**TASK INSTRUCTIONS:** Return the material below verbatim, beginning at the line that contains "Above is an image from the validation split. Locate the asphalt" and ending after the line that contains "[406,254,600,291]".
— begin MATERIAL PROVIDED —
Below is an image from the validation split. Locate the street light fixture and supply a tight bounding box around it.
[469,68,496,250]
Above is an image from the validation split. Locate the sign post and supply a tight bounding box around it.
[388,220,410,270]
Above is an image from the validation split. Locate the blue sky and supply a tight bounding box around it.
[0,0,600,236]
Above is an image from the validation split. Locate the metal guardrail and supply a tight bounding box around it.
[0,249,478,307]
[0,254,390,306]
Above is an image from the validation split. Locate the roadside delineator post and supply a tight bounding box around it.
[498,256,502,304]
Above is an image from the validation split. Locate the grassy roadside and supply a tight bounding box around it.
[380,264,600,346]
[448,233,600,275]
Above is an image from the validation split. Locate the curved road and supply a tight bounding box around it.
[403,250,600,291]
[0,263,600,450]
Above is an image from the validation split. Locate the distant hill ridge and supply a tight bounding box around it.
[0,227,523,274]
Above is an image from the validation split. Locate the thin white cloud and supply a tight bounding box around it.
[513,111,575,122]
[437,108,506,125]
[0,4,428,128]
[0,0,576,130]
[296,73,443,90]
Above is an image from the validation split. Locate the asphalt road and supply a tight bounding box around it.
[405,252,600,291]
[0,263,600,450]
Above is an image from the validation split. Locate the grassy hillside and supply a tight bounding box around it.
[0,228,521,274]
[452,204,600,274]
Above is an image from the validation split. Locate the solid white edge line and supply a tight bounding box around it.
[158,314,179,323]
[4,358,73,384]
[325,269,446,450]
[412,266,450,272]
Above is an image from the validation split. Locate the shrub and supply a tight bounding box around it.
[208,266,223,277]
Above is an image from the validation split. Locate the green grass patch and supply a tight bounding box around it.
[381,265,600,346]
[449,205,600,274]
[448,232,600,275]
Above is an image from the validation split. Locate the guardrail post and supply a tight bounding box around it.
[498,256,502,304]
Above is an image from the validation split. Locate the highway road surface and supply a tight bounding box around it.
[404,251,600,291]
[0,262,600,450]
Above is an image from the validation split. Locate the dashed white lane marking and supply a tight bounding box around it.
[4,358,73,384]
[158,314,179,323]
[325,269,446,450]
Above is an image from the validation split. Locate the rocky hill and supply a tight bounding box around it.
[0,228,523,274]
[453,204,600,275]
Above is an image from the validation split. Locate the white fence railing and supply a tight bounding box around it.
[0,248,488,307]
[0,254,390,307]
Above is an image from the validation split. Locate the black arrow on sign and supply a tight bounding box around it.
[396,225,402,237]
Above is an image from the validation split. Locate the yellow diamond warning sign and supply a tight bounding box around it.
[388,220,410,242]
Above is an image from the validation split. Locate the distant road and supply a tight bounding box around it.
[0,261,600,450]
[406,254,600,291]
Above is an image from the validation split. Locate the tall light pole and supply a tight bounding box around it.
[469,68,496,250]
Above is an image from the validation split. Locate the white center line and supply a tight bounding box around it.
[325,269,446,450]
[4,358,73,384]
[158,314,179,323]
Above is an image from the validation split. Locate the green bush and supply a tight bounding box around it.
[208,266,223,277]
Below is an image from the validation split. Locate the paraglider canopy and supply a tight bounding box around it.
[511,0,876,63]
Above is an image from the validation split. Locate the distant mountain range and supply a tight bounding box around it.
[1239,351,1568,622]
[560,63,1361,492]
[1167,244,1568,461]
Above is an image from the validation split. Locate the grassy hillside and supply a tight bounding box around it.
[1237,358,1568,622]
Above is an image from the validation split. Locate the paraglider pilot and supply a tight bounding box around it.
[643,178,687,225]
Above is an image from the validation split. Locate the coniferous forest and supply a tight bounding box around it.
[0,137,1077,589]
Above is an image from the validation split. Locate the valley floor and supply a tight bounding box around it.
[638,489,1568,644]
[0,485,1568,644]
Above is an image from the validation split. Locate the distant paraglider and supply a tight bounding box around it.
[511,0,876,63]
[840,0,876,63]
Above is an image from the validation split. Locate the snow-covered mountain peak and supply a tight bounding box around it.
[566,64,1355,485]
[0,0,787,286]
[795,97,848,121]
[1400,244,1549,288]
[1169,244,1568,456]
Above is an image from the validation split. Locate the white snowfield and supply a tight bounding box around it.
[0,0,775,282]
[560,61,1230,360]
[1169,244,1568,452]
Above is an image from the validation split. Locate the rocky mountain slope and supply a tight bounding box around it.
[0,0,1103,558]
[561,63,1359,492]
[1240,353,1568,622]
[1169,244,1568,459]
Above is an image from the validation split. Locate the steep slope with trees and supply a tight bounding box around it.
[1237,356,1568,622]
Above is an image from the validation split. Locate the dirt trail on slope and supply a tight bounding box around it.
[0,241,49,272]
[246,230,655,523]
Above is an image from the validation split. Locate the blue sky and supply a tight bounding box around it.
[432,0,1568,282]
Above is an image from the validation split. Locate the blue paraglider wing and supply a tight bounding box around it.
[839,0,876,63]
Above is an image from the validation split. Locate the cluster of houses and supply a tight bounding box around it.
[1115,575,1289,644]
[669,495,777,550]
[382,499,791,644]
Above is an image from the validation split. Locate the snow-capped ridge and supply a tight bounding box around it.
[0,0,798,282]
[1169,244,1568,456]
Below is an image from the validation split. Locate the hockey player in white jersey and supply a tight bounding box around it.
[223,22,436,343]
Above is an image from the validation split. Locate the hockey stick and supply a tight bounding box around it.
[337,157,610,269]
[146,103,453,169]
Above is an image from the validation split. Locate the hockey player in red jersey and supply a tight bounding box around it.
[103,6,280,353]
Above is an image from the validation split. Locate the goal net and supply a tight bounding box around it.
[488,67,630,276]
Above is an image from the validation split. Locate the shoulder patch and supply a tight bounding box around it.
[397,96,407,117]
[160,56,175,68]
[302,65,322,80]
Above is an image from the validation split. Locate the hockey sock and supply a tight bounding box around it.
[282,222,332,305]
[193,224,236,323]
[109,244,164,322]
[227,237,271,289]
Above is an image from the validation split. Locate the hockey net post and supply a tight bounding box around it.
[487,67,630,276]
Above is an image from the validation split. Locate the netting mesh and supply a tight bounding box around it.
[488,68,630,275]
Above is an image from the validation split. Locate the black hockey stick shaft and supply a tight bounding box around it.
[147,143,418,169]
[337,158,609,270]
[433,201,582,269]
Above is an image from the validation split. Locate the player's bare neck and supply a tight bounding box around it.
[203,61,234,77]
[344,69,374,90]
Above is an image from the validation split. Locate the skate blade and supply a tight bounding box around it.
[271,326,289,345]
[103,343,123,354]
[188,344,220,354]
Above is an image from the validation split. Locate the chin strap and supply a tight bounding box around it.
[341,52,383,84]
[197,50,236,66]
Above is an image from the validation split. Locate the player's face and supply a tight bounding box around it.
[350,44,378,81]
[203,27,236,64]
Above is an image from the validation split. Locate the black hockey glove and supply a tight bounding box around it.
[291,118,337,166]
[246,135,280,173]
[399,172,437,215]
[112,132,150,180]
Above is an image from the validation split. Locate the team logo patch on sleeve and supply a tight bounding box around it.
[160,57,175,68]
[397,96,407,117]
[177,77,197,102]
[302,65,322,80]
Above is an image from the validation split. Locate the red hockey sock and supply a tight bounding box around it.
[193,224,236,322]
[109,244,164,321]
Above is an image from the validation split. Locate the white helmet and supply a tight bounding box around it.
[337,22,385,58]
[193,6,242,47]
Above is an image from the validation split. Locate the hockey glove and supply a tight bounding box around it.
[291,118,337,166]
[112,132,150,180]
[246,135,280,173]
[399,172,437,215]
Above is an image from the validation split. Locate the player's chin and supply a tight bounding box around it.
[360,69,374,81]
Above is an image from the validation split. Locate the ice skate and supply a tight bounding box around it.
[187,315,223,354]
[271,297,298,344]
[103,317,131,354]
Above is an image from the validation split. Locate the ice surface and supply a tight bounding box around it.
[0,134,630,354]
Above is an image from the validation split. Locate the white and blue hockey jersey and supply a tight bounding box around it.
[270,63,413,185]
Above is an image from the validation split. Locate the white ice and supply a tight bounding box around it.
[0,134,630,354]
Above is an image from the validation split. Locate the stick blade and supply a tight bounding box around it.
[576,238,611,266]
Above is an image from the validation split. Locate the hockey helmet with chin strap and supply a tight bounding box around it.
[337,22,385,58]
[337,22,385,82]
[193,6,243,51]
— end MATERIAL PROVIDED —
**ANSWER FOR THIS EXERCISE:**
Above is an image from the validation split. Locate the asphalt road and supply a tight bounding box around it.
[405,252,600,291]
[0,263,600,450]
Above is an image from the validation split. Locate the grassy hillside and supply a tight bounding box around it.
[0,228,521,274]
[452,204,600,274]
Above is an image from the validation split. Locate the solid white edge line and supply a tight bounding box around it.
[158,314,179,323]
[4,358,73,384]
[325,269,446,450]
[412,266,450,272]
Above is an image from the validation split. Locate the shrub and supply a tight bounding box around it.
[208,266,223,277]
Above is an image from the validation split. Locate the green grass patch and supply a tight bounding box around it.
[381,265,600,346]
[449,205,600,274]
[448,232,600,275]
Above is an image from the validation split. Locate the guardrail post and supply a tight bounding box around it.
[498,256,502,304]
Above is an image from the validation split. Locate the highway road surface and supply a tight bounding box around it.
[404,251,600,291]
[0,262,600,450]
Above is an image from the validation split. Locate the dashed white lane marking and supply a tight bounding box around it.
[4,358,73,384]
[158,314,179,323]
[325,269,446,450]
Above is an image from the validation split. Locate the rocky hill and supply a tight bounding box around it.
[0,228,523,274]
[453,204,600,275]
Above is an image from the validation split. Locate the white fence railing and supply a tight bounding box around it.
[0,248,488,307]
[0,254,390,307]
Above is an image from the validation split. Locate the black arrow on sign and supply a tight bounding box around it.
[396,225,402,237]
Above is an image from the validation split. Locate the yellow diamond warning sign and supply a tight bounding box around it.
[388,220,410,242]
Above is an image from the validation split. Locate the distant road and supply a tight bounding box around it.
[0,261,600,450]
[406,254,600,291]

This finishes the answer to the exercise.